[MATERIAL TO PROCESS]:

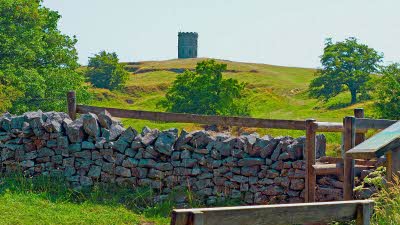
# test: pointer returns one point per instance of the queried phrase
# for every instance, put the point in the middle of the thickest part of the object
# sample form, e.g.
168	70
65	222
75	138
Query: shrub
388	93
205	91
105	71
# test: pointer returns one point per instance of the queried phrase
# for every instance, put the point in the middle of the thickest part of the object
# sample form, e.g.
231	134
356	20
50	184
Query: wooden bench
386	142
277	214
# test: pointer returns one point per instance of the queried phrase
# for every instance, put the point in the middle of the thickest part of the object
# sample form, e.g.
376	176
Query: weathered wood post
310	181
364	212
348	170
393	164
71	101
359	113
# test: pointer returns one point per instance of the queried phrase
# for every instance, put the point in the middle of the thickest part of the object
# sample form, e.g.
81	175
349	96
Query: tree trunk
353	96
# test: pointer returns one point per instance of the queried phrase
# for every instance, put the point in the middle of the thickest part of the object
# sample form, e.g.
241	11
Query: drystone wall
96	148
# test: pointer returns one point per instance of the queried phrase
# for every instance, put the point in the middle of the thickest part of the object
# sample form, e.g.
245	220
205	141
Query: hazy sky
281	32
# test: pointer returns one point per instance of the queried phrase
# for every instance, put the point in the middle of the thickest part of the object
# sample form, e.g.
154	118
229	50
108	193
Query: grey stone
130	162
75	131
44	152
120	145
105	119
85	181
88	145
250	162
128	135
94	172
150	137
122	171
148	163
297	184
164	166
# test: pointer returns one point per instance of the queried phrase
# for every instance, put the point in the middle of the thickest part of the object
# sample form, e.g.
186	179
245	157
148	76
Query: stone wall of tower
187	45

[EXERCISE INSTRUCTIONS]: Locate every line in the records above that contains the word "Query" and copy each of those lines in the order they appear.

[RESPONSE FOR THIS EXERCISE]:
Query: shrub
Query: wooden bench
Query: weathered wood post
Query: tree trunk
Query: drystone wall
Query: hazy sky
Query: grey stone
Query: stone wall of tower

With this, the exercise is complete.